— start READING PASSAGE —

It was a good news, bad news day for Oklahoma’s agricultural producers.
The state’s farmers and ranchers found a nine-month measure of certainty in Congress’ resolution to the “fiscal cliff” crisis. The cliff deal included a one-year extension of the 2008 Farm Bill. The bill expired Sept. 30, 2012, and the deal essentially re-authorizes the farm bill until Sept. 30.
The extension means negotiations will begin anew on a five-year farm bill. The plans approved by the House Agriculture Committee and full Senate may be moot. Lawmakers may find it harder to pass a farm bill in 2013 as Congress starts searching for ways to cut costs on March 1.
The agriculture committees in Congress can continue to work on a five-year comprehensive farm bill, said U.S. Rep. Frank Lucas, R-Okla.. Lucas is chairman of the House Committee on Agriculture.
Lucas was one of 85 Republicans to join 173 Democrats to pass the “American Taxpayer Relief Act” on Tuesday.
“I am pleased the House passed H.R. 8, The American Taxpayer Relief Act on Tuesday,” Lucas said. “... Specifically, this bill locks in place current tax rates for middle class families, provides a permanent patch for the alternative minimum tax and holds down the death tax for farmers and ranchers.”
The extension keeps many farm programs — including direct payment and crop insurance — intact, said Oklahoma State University assistant professor Jody Campiche. Her specialty is agricultural policy.
It also prevents dairy subsidies from reverting to 1949 levels, which could have caused milk prices to double to approximately $7 a gallon.
The package doesn’t provide money for agricultural disaster relief programs that have expired, Campiche said. Disaster relief is one of approximately three dozen without funding.
Livestock support programs expired Sept. 30, 2011. A provision in the package would restore those programs for 2012 and 2013 if Congress appropriates money to fund them.
“There’s a good chance they will get funded,” she said.

— end READING PASSAGE —
— start MATERIAL PROVIDED —

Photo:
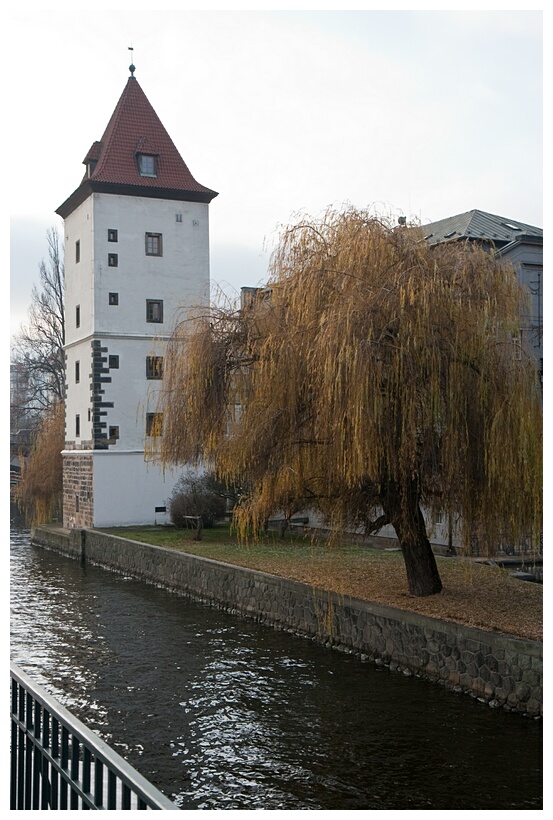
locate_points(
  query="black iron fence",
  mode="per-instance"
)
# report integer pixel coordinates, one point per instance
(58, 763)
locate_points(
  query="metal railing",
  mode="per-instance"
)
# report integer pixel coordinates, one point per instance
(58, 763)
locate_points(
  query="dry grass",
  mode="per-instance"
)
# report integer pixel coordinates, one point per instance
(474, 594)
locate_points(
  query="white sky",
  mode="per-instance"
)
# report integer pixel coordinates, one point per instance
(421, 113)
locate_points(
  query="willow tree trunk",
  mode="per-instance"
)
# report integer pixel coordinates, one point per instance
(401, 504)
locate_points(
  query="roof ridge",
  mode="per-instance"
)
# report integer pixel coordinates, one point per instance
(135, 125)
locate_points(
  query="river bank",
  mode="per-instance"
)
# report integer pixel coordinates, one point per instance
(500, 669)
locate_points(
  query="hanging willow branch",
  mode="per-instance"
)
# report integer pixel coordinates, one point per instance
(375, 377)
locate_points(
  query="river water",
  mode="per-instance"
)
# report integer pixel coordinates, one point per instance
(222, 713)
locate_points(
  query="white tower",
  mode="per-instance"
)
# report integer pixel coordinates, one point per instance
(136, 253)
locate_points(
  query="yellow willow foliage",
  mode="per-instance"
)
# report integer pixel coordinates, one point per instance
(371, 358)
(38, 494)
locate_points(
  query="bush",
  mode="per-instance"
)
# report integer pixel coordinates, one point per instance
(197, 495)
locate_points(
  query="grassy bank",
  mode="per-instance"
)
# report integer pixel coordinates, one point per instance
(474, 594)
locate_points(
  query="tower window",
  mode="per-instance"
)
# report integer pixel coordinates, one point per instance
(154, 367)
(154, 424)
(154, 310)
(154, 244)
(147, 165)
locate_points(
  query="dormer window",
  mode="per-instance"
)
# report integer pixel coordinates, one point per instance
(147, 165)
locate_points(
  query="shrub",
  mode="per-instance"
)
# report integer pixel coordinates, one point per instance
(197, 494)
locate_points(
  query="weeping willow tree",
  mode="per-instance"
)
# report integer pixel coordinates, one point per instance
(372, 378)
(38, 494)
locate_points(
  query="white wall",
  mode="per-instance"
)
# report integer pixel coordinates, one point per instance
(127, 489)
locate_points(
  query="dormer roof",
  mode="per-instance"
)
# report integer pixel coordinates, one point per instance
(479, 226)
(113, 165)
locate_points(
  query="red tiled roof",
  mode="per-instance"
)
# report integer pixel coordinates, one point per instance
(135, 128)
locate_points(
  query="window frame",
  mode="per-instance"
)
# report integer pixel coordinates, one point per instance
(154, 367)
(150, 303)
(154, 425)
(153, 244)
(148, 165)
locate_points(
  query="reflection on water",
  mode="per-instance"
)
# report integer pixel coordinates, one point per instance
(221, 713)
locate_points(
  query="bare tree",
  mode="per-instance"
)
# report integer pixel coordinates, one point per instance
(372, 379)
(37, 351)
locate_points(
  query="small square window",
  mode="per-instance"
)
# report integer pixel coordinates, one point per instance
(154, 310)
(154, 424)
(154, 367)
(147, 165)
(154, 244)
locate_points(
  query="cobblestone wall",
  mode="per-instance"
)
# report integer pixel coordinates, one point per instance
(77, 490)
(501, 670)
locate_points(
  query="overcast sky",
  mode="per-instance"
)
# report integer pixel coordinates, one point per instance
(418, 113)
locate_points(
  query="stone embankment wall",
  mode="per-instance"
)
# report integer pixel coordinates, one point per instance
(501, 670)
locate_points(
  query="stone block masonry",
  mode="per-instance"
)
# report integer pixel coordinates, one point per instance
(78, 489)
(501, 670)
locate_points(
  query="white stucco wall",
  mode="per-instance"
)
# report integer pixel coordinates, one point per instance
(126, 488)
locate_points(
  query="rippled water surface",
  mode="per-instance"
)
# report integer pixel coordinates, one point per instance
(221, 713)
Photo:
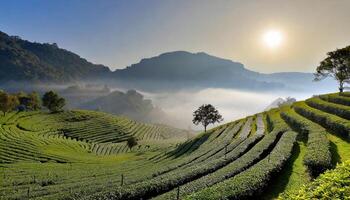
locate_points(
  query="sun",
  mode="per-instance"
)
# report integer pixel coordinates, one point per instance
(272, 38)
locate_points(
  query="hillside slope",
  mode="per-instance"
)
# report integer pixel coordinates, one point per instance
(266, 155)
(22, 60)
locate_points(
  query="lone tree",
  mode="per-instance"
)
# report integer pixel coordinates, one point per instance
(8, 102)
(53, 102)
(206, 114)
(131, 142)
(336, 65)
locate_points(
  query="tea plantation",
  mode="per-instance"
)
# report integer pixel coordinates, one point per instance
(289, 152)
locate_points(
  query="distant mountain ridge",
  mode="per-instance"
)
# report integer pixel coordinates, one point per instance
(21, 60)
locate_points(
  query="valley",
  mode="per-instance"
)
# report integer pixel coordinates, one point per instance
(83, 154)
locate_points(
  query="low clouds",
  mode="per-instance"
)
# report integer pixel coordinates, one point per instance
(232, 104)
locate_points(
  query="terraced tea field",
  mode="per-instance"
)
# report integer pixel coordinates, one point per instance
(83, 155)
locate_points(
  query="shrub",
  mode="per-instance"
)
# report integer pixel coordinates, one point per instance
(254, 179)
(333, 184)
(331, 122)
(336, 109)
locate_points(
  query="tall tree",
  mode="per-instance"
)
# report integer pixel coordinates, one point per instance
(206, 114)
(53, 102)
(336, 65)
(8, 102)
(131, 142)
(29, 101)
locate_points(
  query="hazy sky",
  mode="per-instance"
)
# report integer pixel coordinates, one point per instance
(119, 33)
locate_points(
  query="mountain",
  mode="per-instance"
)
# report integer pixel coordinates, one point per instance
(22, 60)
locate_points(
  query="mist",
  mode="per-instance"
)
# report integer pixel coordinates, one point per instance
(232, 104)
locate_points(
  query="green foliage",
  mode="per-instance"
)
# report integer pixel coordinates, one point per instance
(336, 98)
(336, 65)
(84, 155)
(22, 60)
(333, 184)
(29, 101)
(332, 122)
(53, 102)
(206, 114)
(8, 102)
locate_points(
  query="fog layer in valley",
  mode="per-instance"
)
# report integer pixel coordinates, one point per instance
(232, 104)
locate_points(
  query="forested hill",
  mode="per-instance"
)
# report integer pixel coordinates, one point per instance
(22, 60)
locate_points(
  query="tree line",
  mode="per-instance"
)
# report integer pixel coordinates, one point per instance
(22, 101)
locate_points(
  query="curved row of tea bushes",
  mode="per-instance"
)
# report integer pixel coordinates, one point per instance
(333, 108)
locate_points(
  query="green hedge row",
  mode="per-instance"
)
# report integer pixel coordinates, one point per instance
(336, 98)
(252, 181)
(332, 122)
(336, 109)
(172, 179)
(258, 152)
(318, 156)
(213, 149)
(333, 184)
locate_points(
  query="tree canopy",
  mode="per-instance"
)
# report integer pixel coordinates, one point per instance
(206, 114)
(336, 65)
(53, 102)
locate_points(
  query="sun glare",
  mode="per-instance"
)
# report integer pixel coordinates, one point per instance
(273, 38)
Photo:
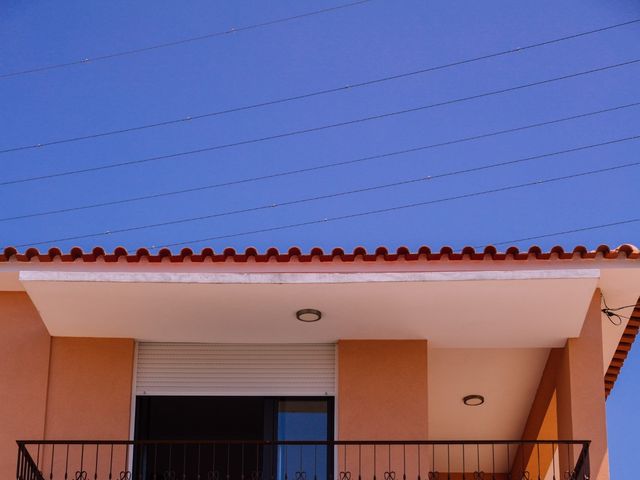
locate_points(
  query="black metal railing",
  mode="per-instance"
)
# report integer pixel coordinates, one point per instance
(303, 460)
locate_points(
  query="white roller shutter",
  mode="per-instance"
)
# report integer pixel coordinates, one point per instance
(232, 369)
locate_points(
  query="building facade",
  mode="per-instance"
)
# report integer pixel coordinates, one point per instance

— end MATERIAL PROVIDED —

-- TASKS FOR THIS EXERCISE --
1. How many lines of the records contain the word "metal"? Reply with the number only.
2. Could you carry on the news article about the farm bill extension, picking up after its last sentence?
These records are unrelated to the text.

-- ANSWERS IN ORDER --
1. 2

2.
Congress will start looking for spending cuts March 1. Appropriations for livestock support programs as well as funding for a new five-year farm bill will be hard to come by, Campiche said.
“In general theory, it would have been better if the five-year farm bill had been passed by the current Congress,” she said.
Some of the provisions of the 2012 Farm Bill, passed by the Senate and House agriculture committee, but never brought to the full House for a vote, might be incorporated into the replacement bill.
Farm bills are usually passed every five years. They set policy and fund U.S. Department of Agriculture programs, including food stamps and crop subsidies.
An extension to a farm bill is rare, according to the Congressional Research Service’s Expiration and Possible Extension of the 2008 Farm Bill report, which was issued on Nov. 16.
Since 1973, only the 2002 farm bill needed an extension, according to the report.
“It’s not unusual at all for a farm bill to expire,” Campiche said, adding it is rare for one to be left for a new Congress.
Congress is expected to look deeply into food and nutrition programs to cut spending. Its stance on strictly agricultural programs is unknown.
So is a timetable for passing a new farm bill, Campiche said.
“It could be early in the year or it could be September,” she said.
It was a good news, bad news day for Oklahoma’s agricultural producers.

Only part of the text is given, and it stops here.